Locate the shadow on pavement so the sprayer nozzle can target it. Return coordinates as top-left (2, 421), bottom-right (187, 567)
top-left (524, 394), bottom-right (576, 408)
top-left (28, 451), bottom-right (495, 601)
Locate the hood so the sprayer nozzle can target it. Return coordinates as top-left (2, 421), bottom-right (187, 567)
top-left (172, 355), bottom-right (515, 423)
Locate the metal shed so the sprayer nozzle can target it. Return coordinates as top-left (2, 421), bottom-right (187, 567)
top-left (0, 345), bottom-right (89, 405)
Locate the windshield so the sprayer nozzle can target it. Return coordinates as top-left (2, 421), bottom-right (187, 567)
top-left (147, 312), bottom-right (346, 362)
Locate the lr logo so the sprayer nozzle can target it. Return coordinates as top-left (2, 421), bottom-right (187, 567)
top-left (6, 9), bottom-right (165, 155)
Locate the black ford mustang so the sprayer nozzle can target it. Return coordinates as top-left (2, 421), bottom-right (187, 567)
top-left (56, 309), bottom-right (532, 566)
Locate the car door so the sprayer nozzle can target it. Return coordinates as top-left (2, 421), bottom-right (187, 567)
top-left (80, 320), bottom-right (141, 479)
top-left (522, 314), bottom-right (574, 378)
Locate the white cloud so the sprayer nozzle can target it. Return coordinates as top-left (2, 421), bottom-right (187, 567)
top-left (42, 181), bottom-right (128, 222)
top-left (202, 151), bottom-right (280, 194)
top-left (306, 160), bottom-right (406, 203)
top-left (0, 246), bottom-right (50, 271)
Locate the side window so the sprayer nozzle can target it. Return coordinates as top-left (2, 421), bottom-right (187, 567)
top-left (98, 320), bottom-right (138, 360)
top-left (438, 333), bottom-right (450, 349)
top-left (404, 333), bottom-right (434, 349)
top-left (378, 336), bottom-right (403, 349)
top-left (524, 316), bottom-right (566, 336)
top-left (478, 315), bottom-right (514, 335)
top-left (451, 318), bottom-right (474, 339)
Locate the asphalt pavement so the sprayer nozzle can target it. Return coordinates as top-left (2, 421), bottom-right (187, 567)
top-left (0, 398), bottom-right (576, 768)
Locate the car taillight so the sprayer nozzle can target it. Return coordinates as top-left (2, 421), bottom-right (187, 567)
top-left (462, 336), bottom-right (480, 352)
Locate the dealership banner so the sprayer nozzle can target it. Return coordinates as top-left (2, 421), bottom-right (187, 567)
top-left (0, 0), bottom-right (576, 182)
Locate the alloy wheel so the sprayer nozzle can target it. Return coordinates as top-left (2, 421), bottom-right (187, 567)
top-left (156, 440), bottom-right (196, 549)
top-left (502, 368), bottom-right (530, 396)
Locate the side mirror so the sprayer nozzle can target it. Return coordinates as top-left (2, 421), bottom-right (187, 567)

*GIVEN INSTRUCTION:* How many lines in the entries above contain the word "pavement"? Reply with the number alone.

*OUTPUT OF THE EXERCISE:* 2